**AIM OF THE TASK**
Render the records below as a Markdown table with the columns "Row" and "Line," giving each line its own numbered row and leaving out blank lines. Omit the pictures from the table.

[Pointing records]

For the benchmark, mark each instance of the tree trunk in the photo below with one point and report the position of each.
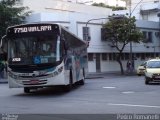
(120, 63)
(121, 66)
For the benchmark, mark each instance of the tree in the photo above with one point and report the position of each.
(107, 6)
(11, 14)
(119, 32)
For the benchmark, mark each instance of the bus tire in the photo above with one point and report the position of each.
(68, 87)
(27, 90)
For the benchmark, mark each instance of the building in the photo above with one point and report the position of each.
(142, 9)
(100, 53)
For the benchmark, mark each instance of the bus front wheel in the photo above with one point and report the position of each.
(68, 87)
(27, 90)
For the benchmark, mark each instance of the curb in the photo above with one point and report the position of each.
(3, 80)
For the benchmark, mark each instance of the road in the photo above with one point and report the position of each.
(108, 94)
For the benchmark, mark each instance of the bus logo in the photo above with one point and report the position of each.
(16, 59)
(32, 29)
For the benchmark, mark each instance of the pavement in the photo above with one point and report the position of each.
(93, 75)
(3, 80)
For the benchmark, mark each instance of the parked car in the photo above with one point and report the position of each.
(152, 72)
(141, 68)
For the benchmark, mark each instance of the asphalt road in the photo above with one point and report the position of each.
(105, 94)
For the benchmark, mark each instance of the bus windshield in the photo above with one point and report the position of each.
(32, 50)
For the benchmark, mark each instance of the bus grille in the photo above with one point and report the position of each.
(34, 82)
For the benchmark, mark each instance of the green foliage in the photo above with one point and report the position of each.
(11, 14)
(120, 31)
(107, 6)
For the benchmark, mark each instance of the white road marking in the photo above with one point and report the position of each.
(109, 87)
(132, 105)
(128, 92)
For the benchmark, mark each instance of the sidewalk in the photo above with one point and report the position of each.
(94, 75)
(3, 80)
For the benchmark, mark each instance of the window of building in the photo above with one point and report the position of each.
(110, 56)
(143, 56)
(148, 36)
(104, 56)
(114, 56)
(127, 56)
(90, 56)
(86, 33)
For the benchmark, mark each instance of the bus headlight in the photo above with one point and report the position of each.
(58, 71)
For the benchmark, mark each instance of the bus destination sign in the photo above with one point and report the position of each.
(28, 29)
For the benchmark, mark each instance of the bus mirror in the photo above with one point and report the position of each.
(3, 44)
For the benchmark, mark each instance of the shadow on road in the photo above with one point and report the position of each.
(49, 91)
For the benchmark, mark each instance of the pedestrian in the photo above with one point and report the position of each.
(128, 66)
(2, 67)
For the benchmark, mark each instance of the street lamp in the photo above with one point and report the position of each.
(87, 37)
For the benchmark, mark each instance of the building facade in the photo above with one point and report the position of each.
(101, 55)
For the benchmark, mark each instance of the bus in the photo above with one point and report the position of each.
(44, 55)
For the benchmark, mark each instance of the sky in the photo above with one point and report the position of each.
(108, 2)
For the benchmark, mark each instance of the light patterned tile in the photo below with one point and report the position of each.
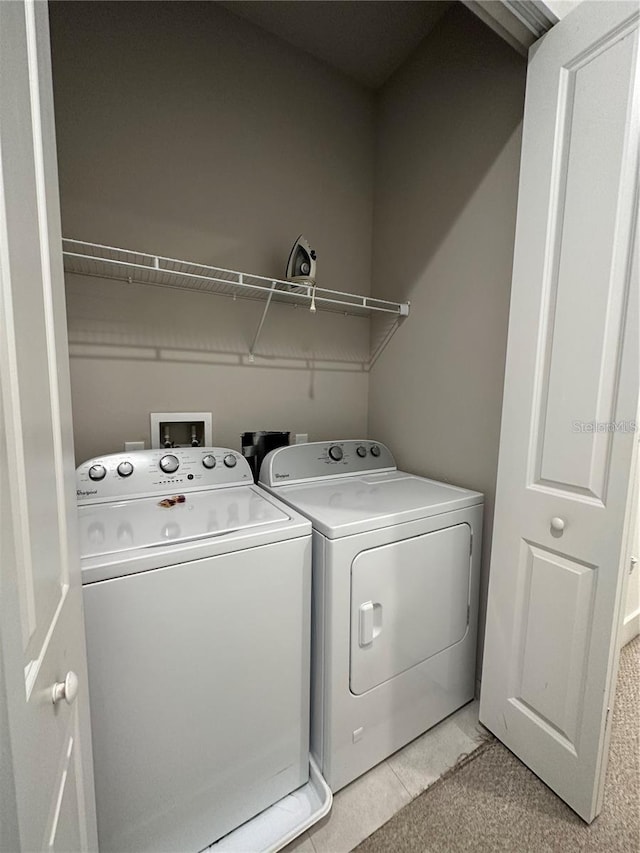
(359, 809)
(301, 844)
(425, 759)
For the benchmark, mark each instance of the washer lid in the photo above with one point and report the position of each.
(145, 523)
(343, 506)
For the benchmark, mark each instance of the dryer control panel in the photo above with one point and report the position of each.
(142, 473)
(311, 461)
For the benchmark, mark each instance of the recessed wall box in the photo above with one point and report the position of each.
(181, 429)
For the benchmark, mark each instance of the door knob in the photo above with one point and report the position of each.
(67, 689)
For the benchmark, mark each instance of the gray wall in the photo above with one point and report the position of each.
(186, 131)
(448, 147)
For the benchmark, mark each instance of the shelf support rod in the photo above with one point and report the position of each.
(254, 343)
(377, 352)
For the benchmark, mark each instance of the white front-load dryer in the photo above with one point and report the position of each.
(196, 587)
(396, 568)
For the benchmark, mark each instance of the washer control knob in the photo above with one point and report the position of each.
(169, 463)
(97, 472)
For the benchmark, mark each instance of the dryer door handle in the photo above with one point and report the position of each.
(370, 622)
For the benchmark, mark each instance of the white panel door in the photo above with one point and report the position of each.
(41, 628)
(570, 404)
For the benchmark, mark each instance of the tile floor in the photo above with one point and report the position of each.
(364, 805)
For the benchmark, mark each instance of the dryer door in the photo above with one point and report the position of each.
(409, 601)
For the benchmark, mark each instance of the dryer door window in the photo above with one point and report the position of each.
(409, 601)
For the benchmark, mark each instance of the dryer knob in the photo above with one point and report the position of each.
(169, 463)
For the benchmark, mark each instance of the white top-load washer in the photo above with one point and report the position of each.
(196, 588)
(396, 566)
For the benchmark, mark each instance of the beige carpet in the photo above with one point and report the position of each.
(492, 802)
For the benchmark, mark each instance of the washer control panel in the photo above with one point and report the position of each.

**THE SOLUTION**
| Row | Line |
|---|---|
| 1 | For the benchmark, mark each instance of the tree trunk in the photo below with one point and report the position of each. |
| 2 | (120, 63) |
| 3 | (121, 66) |
| 4 | For the benchmark, mark each instance of the tree in the photo above with one point and report the position of each. |
| 5 | (107, 6) |
| 6 | (11, 14) |
| 7 | (119, 32) |
| 8 | For the benchmark, mark each instance of the bus tire in the photo above with one point and report the position of each. |
| 9 | (68, 87) |
| 10 | (27, 90) |
| 11 | For the benchmark, mark each instance of the building in the photo above with one point and report the position of each. |
| 12 | (142, 9) |
| 13 | (100, 53) |
| 14 | For the benchmark, mark each instance of the bus front wheel in the photo above with one point and report the position of each. |
| 15 | (68, 87) |
| 16 | (27, 90) |
| 17 | For the benchmark, mark each instance of the curb in the photo above with one point and report the position of each. |
| 18 | (3, 80) |
| 19 | For the benchmark, mark each instance of the road in the photo above with one point and report the position of each. |
| 20 | (108, 94) |
| 21 | For the benchmark, mark each instance of the bus logo in the photo above with one point and report the position of each. |
| 22 | (16, 59) |
| 23 | (32, 29) |
| 24 | For the benchmark, mark each instance of the pavement in the photo above with one point and report the position of each. |
| 25 | (93, 75) |
| 26 | (3, 80) |
| 27 | For the benchmark, mark each instance of the parked car in the photo above with one point and report the position of each. |
| 28 | (152, 72) |
| 29 | (141, 68) |
| 30 | For the benchmark, mark each instance of the asphalt road in the photo above with one point and report the position of each. |
| 31 | (105, 94) |
| 32 | For the benchmark, mark each instance of the bus windshield in the photo above with one point and report the position of each. |
| 33 | (32, 50) |
| 34 | For the benchmark, mark each instance of the bus grille in the photo above with one point and report the position of each. |
| 35 | (34, 82) |
| 36 | For the benchmark, mark each instance of the green foliage in the photo above with one point and report the position of each. |
| 37 | (11, 14) |
| 38 | (120, 31) |
| 39 | (107, 6) |
| 40 | For the benchmark, mark each instance of the white road marking in the photo above with one point and report the position of each. |
| 41 | (109, 87) |
| 42 | (132, 105) |
| 43 | (128, 92) |
| 44 | For the benchmark, mark each instance of the sidewalk in the photo above with one point and report the position of each. |
| 45 | (94, 75) |
| 46 | (3, 80) |
| 47 | For the benchmark, mark each instance of the window of building in the photo above with one point and report the position of each. |
| 48 | (110, 56) |
| 49 | (143, 56) |
| 50 | (148, 36) |
| 51 | (104, 56) |
| 52 | (114, 56) |
| 53 | (127, 56) |
| 54 | (90, 56) |
| 55 | (86, 33) |
| 56 | For the benchmark, mark each instance of the bus headlight in the photo above with one point and report the position of each. |
| 57 | (58, 71) |
| 58 | For the benchmark, mark each instance of the bus destination sign in the photo above with one point and report the position of each. |
| 59 | (28, 29) |
| 60 | For the benchmark, mark each instance of the bus mirror in the photo above with one point and report the position of each. |
| 61 | (3, 44) |
| 62 | For the benchmark, mark each instance of the shadow on road in the photo above with one point and report the position of each. |
| 63 | (49, 91) |
| 64 | For the benchmark, mark each instance of the pedestrian in the photo above with one point and report the position of each. |
| 65 | (128, 66) |
| 66 | (2, 67) |
| 67 | For the benchmark, mark each instance of the street lamp in the photo above with one point and report the position of each. |
| 68 | (87, 37) |
| 69 | For the benchmark, mark each instance of the building facade in the photo above with one point and report the position of each. |
| 70 | (101, 55) |
| 71 | For the benchmark, mark each instance of the bus in the photo above with one point and report the position of each. |
| 72 | (44, 55) |
| 73 | For the benchmark, mark each instance of the sky in the photo above with one point and report the position of each. |
| 74 | (108, 2) |
| 75 | For the benchmark, mark each instance of the light patterned tile in the photo below with one point and report the position of each. |
| 76 | (359, 809) |
| 77 | (301, 844) |
| 78 | (425, 759) |
| 79 | For the benchmark, mark each instance of the washer lid in the photo above with one point and report the position of each. |
| 80 | (145, 523) |
| 81 | (343, 506) |
| 82 | For the benchmark, mark each instance of the dryer control panel in the photo above with one point and report the position of each. |
| 83 | (142, 473) |
| 84 | (311, 461) |
| 85 | For the benchmark, mark each instance of the recessed wall box in the photo above with one point and report the position of each. |
| 86 | (181, 429) |
| 87 | For the benchmark, mark each instance of the door knob in the photo above with one point and report the position of each. |
| 88 | (67, 689) |
| 89 | For the benchmark, mark each instance of the gray wall in the photo above with one point and report the position of each. |
| 90 | (186, 131) |
| 91 | (448, 147) |
| 92 | For the benchmark, mark each instance of the shelf support rod in the photo above with one point and report the position of each. |
| 93 | (254, 343) |
| 94 | (377, 352) |
| 95 | For the benchmark, mark each instance of the white front-load dryer in the photo above with one point and report the position of each. |
| 96 | (196, 587) |
| 97 | (396, 568) |
| 98 | For the benchmark, mark each instance of the washer control knob in the photo above with one point and report the position of each. |
| 99 | (169, 463) |
| 100 | (97, 472) |
| 101 | For the benchmark, mark each instance of the dryer door handle in the photo above with one point and report the position of each. |
| 102 | (370, 622) |
| 103 | For the benchmark, mark each instance of the white panel door in the photo above with one point and report the position of each. |
| 104 | (41, 628) |
| 105 | (570, 404) |
| 106 | For the benchmark, mark each instance of the tile floor in the photo above with one point and report the position of each. |
| 107 | (364, 805) |
| 108 | For the benchmark, mark each instance of the dryer door in the photo above with one point and report the position of each. |
| 109 | (409, 601) |
| 110 | For the benchmark, mark each instance of the dryer door window in the photo above with one point and report the position of each. |
| 111 | (409, 601) |
| 112 | For the benchmark, mark each instance of the dryer knob in the photo above with one point and report the position of each. |
| 113 | (169, 463) |
| 114 | For the benchmark, mark each instance of the white top-load washer in the photo above with one point and report the position of each. |
| 115 | (196, 588) |
| 116 | (396, 566) |
| 117 | For the benchmark, mark each instance of the beige carpet in the photo above with one point and report the position of each. |
| 118 | (492, 802) |
| 119 | For the benchmark, mark each instance of the washer control panel in the photo above with one point and report the position of each. |